_原文_
------------------------

研修スケジュールを作成することは、明確な計画と目標を持って人材育成を進めるために非常に重要です。研修スケジュールは、研修全体の流れや内容を管理するための指針となり、必要なスキルや知識を計画的に参加者へ伝えることを可能にします。これにより、関係者全員が同じ認識を共有し、効率的な進行が期待できます。

また、適切に構築された研修スケジュールは、時間の無駄を省き、参加者の学習効果を最大化します。例えば、休憩時間や振り返りを適切に組み込むことで、疲労を軽減しながら学びを深めることができるため、研修の成果を最大限に引き出すことが可能になります。

研修スケジュールには2種類ある

研修スケジュールには、個別の研修スケジュール(タイムスケジュール)と、年間の研修スケジュール(年間計画)の2つの種類があります。それぞれの特徴を理解し、目的に応じて適切に使い分けることがポイントです

個別研修のスケジュールは、1回の研修や1日の研修におけるタイムテーブルを指します。具体的な時間配分や休憩、学習内容の順序を明確にすることで、効率的な進行が可能になります。

年間研修スケジュールは、1年間を通した研修計画を指し、複数の研修を体系的に組み合わせることができます。これにより、全社員や特定の対象者に対して、一貫性のある人材育成を実現できます。

研修スケジュール作成の基本ステップ

ここでは、研修スケジュールを作成する際に押さえるべき具体的な手順と注意点について解説します。このステップを順に進めることで、効率的かつ効果的なスケジュール作成が可能になります。

ステップ1.研修の目的とゴールの設定

研修スケジュールを作成する最初の段階として、目的やゴールを明確に設定することは極めて重要です。目的が明確であれば、研修全体の方向性が定まり、関係者全員が同じ目標に向かって取り組むことができます

例としては、「新入社員の企業文化への理解を深める」や「管理職のリーダーシップスキルを向上させる」といったゴールを設定することで、研修内容や形式を決定しやすくなります。目標を曖昧なままにしてしまうと、研修の進行が散漫になり、学びの効果が薄れてしまう可能性があります。

ステップ2.カリキュラム内容や実施形式の検討

研修内容は、目的や対象者に応じて適切に設計する必要があります。優先度の高い内容を研修の中心に据え、参加者のニーズに応じた内容を選定することが効果的です。実施形式は主に、社内研修、外部研修、eラーニングの3つに分けられます。

社内研修

内部研修は、自社のリソースを活用して行われるため、企業独自のニーズに即した内容を柔軟に設計できます

例えば、自社の業界特有の知識や文化を共有する場として活用でき、企業風土に基づいたオリジナルのカリキュラムを構築することが可能です。一方で、講師の確保やカリキュラム作成には時間や手間がかかりやすく、リソースが限られている場合には負担となる点に注意が必要です。

------------------------

_提示データ_
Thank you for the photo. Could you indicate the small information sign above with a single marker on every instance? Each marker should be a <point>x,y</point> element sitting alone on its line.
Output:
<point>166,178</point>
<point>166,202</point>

------------------------

_作業内容_
研修スケジュールについての原文のうち、「年間研修スケジュールは、1年」から「ュール作成が可能になります。」までの部分を、「一貫性」を「統一性」に置き換えて示せ。 データはこの作業にまったく関係しない。

_回答全文_
年間研修スケジュールは、1年間を通した研修計画を指し、複数の研修を体系的に組み合わせることができます。これにより、全社員や特定の対象者に対して、統一性のある人材育成を実現できます。

研修スケジュール作成の基本ステップ

ここでは、研修スケジュールを作成する際に押さえるべき具体的な手順と注意点について解説します。このステップを順に進めることで、効率的かつ効果的なスケジュール作成が可能になります。